* _TASK PROMPT_:
Quote exactly and only this range of lines in the data below: the line that holds "Place a marker on the red reflector" to the line that holds "Place a marker on the rear tire", both included.

* _DATA EXTRACT_:
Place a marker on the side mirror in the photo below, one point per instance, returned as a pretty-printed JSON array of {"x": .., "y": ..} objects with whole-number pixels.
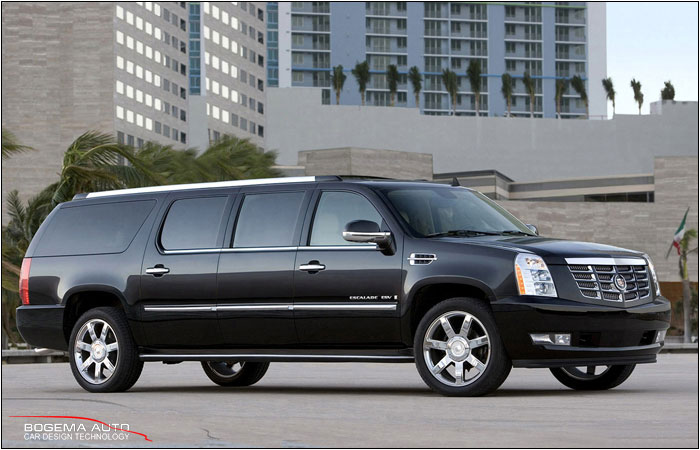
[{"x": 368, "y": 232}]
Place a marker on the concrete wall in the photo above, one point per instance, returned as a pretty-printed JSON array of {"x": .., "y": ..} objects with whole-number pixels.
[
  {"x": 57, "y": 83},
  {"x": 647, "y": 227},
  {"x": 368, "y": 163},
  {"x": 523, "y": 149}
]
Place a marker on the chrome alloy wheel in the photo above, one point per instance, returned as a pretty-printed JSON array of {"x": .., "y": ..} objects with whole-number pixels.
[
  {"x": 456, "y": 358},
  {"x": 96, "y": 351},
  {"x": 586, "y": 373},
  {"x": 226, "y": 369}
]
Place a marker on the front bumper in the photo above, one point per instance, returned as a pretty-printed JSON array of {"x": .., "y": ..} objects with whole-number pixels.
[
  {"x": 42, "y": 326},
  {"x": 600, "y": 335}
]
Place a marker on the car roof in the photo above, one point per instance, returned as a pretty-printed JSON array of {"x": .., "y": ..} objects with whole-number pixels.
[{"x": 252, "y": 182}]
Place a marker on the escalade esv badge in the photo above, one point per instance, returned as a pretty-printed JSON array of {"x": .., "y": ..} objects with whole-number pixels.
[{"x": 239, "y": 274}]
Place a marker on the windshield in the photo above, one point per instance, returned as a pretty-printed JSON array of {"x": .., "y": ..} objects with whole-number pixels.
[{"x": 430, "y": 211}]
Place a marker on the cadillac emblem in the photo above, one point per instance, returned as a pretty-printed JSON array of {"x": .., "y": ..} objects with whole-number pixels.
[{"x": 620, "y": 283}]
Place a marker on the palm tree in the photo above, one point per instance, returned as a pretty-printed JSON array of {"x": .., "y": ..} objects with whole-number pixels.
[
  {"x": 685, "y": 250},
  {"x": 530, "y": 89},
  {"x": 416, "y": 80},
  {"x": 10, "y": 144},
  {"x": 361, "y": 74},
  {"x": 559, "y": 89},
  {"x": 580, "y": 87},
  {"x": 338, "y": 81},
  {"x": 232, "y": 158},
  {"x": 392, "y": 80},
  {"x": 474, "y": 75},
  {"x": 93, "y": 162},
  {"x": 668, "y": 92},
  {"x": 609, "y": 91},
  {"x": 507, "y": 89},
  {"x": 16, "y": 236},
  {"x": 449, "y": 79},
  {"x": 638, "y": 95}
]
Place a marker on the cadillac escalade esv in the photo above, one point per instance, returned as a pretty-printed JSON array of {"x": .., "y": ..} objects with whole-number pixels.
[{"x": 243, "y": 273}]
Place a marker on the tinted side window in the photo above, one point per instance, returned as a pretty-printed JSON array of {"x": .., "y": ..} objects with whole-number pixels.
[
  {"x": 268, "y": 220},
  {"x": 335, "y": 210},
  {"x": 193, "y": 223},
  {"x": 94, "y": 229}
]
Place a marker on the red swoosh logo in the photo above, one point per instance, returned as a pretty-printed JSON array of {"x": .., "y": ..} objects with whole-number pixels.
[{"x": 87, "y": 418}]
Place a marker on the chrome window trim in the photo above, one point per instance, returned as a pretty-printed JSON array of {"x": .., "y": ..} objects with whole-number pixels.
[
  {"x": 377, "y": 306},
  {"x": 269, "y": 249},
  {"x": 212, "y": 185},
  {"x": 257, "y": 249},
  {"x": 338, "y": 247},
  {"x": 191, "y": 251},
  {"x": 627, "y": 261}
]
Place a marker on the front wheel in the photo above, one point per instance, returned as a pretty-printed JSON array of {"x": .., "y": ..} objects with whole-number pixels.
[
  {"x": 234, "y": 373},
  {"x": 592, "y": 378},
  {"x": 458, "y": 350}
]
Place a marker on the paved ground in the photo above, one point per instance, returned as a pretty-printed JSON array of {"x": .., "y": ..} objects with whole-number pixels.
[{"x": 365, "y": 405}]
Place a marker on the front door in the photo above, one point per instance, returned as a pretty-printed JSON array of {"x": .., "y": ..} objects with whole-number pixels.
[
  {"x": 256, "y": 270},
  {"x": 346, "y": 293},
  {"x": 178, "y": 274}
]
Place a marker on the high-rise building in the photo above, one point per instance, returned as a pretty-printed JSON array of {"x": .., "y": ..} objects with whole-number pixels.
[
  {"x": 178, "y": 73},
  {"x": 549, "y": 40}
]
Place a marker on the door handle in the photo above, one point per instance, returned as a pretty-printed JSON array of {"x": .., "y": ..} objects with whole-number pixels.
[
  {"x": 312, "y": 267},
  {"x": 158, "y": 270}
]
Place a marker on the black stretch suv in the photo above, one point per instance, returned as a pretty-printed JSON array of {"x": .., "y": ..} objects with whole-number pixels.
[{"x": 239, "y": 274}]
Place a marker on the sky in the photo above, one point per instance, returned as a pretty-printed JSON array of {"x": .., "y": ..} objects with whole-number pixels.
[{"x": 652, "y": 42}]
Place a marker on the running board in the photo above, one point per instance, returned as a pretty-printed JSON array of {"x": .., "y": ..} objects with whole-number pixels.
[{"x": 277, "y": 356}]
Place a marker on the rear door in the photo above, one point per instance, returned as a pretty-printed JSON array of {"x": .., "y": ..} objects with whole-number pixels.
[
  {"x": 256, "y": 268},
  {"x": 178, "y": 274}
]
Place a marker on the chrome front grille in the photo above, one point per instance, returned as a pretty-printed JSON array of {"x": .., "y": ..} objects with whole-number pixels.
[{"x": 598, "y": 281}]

...

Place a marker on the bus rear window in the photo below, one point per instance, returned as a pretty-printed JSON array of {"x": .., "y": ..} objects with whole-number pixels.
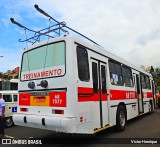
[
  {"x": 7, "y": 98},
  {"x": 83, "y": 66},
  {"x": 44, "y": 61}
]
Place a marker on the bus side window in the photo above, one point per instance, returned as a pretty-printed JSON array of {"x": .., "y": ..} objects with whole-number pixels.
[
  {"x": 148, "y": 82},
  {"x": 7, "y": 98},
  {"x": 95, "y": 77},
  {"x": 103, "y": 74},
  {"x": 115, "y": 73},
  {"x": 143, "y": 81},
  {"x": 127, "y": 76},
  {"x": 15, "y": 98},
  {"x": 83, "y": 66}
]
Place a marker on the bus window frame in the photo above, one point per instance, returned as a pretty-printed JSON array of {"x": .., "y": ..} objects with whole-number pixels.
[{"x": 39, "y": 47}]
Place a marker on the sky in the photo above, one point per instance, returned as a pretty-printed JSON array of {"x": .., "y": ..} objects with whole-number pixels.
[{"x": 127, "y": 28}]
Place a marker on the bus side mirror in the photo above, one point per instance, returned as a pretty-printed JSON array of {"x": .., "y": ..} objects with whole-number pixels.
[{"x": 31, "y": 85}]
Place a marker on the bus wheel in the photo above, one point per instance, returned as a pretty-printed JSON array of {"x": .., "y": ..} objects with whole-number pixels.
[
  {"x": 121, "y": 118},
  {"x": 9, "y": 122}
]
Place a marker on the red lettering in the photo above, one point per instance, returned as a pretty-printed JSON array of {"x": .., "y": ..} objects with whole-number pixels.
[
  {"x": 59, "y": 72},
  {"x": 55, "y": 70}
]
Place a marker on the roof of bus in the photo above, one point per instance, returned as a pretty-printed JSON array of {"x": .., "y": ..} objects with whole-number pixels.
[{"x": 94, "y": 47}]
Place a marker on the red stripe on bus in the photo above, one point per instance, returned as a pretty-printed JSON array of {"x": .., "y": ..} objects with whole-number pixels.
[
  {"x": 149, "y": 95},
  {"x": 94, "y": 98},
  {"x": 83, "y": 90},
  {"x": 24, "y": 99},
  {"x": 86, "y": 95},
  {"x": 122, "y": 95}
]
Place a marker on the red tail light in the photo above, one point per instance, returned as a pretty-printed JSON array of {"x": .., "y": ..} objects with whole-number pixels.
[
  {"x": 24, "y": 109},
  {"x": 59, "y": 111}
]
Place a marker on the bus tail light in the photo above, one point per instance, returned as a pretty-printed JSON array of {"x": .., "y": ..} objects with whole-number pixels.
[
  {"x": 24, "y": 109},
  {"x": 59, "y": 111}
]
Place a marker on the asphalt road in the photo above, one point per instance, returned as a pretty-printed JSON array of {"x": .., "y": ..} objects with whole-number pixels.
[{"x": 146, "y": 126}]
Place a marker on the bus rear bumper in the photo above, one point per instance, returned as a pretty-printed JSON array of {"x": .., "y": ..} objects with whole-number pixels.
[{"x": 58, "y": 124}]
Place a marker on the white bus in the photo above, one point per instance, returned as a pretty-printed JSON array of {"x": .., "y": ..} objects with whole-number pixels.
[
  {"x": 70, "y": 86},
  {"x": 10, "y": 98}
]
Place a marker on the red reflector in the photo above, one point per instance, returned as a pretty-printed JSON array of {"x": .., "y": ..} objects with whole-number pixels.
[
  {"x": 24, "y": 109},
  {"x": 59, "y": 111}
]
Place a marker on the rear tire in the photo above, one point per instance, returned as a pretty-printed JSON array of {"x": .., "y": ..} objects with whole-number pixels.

* _EXERCISE RESULT_:
Place a marker on the red reflector in the photo above, one point per instance, returned as a pretty-printed JSON array of {"x": .., "y": ..} objects with whole-number pixels.
[
  {"x": 24, "y": 109},
  {"x": 59, "y": 111}
]
Place a marker on the rear tire in the photo above, one point per instance, returned as a pretty-printed JSON array of {"x": .., "y": ..} objects with whole-number pixels.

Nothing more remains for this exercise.